* _WHAT THE TASK REQUIRES_: Extend the intrinsic cardiac nervous system article, picking up right after its last sentence.

* _DOCUMENT SEGMENT_:
########
= Intrinsic cardiac nervous system =

Cardiac network of neurons and ganglia

The Intrinsic cardiac nervous system (ICNS), also known as the heart's "little brain," is a complex network of neurons and ganglia embedded within the heart tissue that regulates cardiac function independently of the central nervous system. It modulates heart rate, conduction, and cardiac contractility in response to local and external stimuli. It forms part of the autonomic nervous system.

== Anatomy ==
The ICNS consists of clusters of neurons, or ganglia, primarily located in the atrial and ventricular walls, with higher concentrations in the sinoatrial (SA) and atrioventricular (AV) nodes. These ganglia contain:

- Afferent neurons: Detect mechanical and chemical changes in the heart.
- Efferent neurons: Modulate cardiac muscle activity.
- Interneurons: Facilitate communication within the ICNS.
- The system is organized into ganglionated plexuses (ganglionated plexi or ganlionic plexi; GP), interconnected by nerve fibers, forming a neural network around the heart.
The distribution of ganglia varies across species, with larger mammals (e.g., humans, dogs) having more extensive networks than smaller mammals (e.g., mice, rats).

Cholinergic neurons throughout the GPs project to all areas of the heart. The GP are embedded in the epicardial fat pads, consisting of only a few neurons or as many as 400 neurons.

Post ganglionic neurons from the vagal nerve pathways are components of the Ligament of Marshall, forming part of the "intrinsic" heart nervous system.

There are intrinsic plexi that form part of the autonomic nervous system (ANS), the best known intrinsic plexus being the enteric nervous system. The GP are part of the cardiac intrinsic ANS.
########
* _SUPPLIED ENTRIES_:
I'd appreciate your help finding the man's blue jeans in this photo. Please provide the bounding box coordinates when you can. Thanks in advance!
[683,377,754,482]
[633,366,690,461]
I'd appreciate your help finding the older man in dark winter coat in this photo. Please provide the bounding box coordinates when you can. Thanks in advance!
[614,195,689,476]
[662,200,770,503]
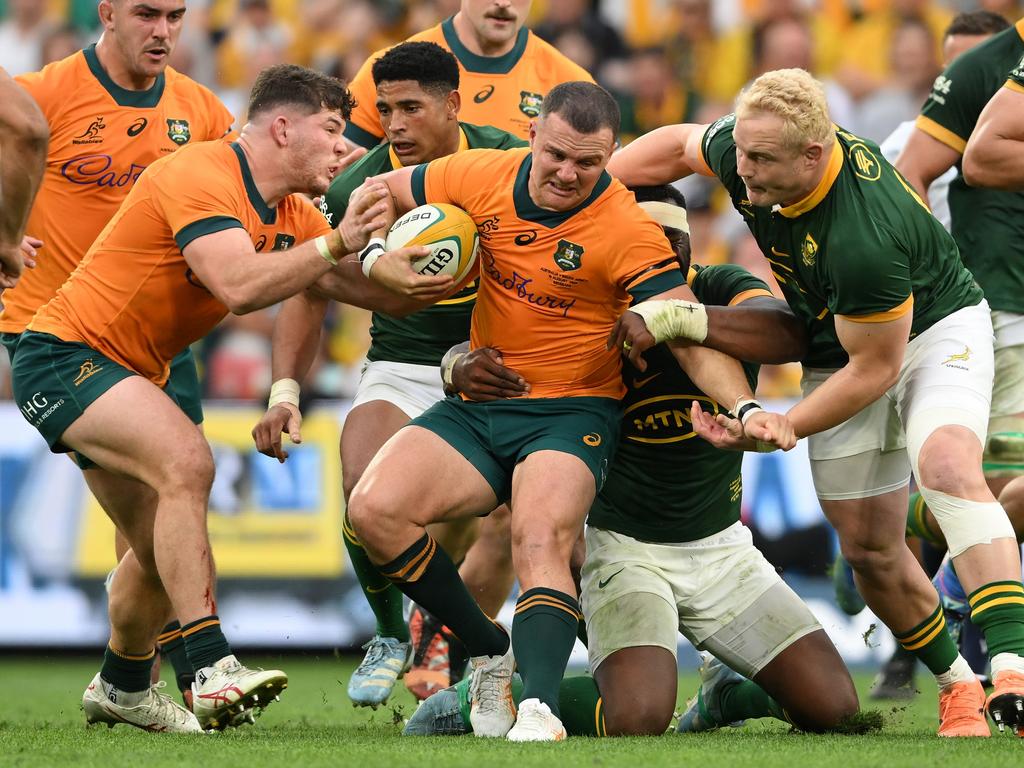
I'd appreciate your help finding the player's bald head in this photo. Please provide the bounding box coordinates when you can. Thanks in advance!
[541,80,622,140]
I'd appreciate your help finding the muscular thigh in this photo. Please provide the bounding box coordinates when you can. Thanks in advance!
[341,400,409,496]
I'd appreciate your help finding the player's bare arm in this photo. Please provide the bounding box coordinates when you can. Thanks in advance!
[608,296,807,365]
[607,123,713,186]
[441,342,529,402]
[788,308,913,437]
[182,189,387,314]
[0,69,50,288]
[964,87,1024,190]
[893,128,961,203]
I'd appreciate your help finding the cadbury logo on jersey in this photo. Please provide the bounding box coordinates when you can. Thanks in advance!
[126,118,150,138]
[167,118,191,146]
[71,115,106,144]
[60,155,145,187]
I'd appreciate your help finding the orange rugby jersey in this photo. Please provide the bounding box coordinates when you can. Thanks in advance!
[29,141,331,386]
[412,148,686,398]
[345,18,594,148]
[0,46,232,333]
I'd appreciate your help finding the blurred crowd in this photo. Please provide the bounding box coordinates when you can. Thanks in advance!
[0,0,1022,399]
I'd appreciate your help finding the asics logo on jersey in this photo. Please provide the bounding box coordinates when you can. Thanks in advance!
[60,155,145,187]
[483,254,575,317]
[71,115,106,144]
[942,346,971,368]
[75,360,103,387]
[127,118,150,138]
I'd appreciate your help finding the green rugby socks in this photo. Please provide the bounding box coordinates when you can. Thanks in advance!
[157,620,196,691]
[512,587,581,716]
[181,615,231,671]
[380,534,505,656]
[341,514,410,643]
[893,605,959,675]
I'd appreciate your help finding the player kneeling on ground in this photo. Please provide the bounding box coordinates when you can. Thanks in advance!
[406,186,858,735]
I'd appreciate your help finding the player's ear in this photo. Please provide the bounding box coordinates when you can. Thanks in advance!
[270,115,292,146]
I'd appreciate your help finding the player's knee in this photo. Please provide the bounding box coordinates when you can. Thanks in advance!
[786,683,860,733]
[604,699,674,736]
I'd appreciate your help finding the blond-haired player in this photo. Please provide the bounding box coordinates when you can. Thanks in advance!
[610,70,1024,736]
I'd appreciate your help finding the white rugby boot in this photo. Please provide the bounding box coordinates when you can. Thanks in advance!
[193,655,288,730]
[82,673,203,733]
[508,698,565,741]
[469,640,515,738]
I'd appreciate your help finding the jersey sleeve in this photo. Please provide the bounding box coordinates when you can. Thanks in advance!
[412,150,504,211]
[1004,51,1024,93]
[914,45,991,155]
[610,210,686,306]
[686,264,772,306]
[700,115,746,204]
[826,220,913,323]
[344,48,387,150]
[150,157,246,250]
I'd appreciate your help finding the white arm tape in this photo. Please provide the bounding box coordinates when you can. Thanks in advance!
[630,299,708,344]
[266,379,299,409]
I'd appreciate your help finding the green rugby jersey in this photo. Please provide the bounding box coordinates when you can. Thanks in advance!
[916,19,1024,312]
[701,115,982,368]
[587,264,771,543]
[321,123,526,366]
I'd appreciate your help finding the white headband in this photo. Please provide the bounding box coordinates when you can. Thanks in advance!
[637,201,690,234]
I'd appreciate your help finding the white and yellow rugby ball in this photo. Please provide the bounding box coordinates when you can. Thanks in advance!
[384,203,480,283]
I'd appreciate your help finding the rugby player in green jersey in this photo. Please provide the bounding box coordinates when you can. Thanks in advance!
[0,68,50,291]
[609,70,1024,736]
[895,11,1024,638]
[249,42,526,708]
[406,186,857,735]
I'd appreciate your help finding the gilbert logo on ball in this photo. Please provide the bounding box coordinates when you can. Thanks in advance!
[384,203,480,283]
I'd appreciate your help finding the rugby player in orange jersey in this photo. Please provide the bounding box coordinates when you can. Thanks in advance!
[0,0,240,700]
[348,82,795,741]
[0,68,49,288]
[12,65,451,731]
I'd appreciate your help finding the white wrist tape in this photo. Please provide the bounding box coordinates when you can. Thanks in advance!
[441,352,466,389]
[732,397,764,427]
[630,299,708,344]
[313,234,338,266]
[266,379,299,409]
[359,238,384,278]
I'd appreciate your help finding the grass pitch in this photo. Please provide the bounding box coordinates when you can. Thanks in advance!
[0,654,1024,768]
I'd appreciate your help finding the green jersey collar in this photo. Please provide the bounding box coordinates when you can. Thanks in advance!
[231,141,278,224]
[441,16,529,75]
[82,43,166,110]
[512,153,611,228]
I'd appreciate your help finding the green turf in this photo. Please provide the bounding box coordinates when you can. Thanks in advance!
[0,657,1011,768]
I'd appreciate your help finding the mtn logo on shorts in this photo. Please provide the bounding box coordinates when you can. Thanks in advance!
[75,360,103,387]
[167,118,191,146]
[519,91,544,118]
[942,344,971,371]
[800,232,818,266]
[555,240,583,272]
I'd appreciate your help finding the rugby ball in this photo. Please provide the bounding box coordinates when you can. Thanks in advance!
[384,203,480,283]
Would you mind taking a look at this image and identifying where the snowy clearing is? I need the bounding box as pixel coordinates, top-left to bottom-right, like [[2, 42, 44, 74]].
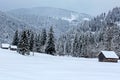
[[0, 49, 120, 80]]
########
* _TASK OUTPUT_:
In humans, the ganglia are mostly associated with the posterior or superior aspect of the atria. The ganglia mediate at least some of the effects of vagal nerve stimulation on the sinoatrial node, although don't seem to mediate atrioventricular node conduction.

== Development ==
The ICNS originates from neural crest cells (NCCs) during embryonic development:

- Sympathetic neurons arise from trunk NCCs migrating along the dorsal aorta.
- Parasympathetic neurons derive from vagal NCCs and nodose placodes.
- Key factors like bone morphogenetic proteins (BMPs), PHOX2B, and HAND2 guide differentiation.

== Function ==
The ICNS integrates sensory information from the heart and coordinates local reflexes. Key functions include:

- Heart rate regulation: Adjusts SA node activity in response to stretch or chemical signals.
- Conduction modulation: Influences AV node and Purkinje fiber activity for coordinated contraction.
- Cardioprotection: Responds to ischemia or stress by altering cardiac output.

The ICNS interacts with the autonomic nervous system (ANS), receiving input from sympathetic and parasympathetic pathways, but can operate autonomously during disruptions, such as in heart transplants.

== Physiology ==
ICNS neurons release neurotransmitters like acetylcholine, norepinephrine, and neuropeptides (e.g., substance P, neuropeptide Y, vasoactive intestinal peptide (VIP)). These mediate local signaling and modulate ion channels in cardiac cells, affecting cardiac action potentials and contractility. The system exhibits plasticity, adapting to chronic conditions like heart failure or hypertension.

Vagus nerve stimulation has been shown to inhibit the activity of the GP, possibly through nerves that express Nav1.8 (a sodium channel subtype that is necessary for action potentials in these nerves), but combining GP ablation with pulonary vein isolation may be a superior option.

In animal models, cardiac overload leads to change in the electrophysiological properties of these neurons, leading to the suggestion that such changes might be relevant to the pathophysiology of heart failure.

== Clinical significance ==
Dysfunction in the ICNS is implicated in arrhythmias (atrial fibrillation), sick sinus syndrome, heart failure, and sudden cardiac death. Its role in denervated hearts (e.g., post-transplant) highlights its capacity for independent function. Research explores ICNS-targeted therapies, such as neuromodulation, to treat cardiac disorders.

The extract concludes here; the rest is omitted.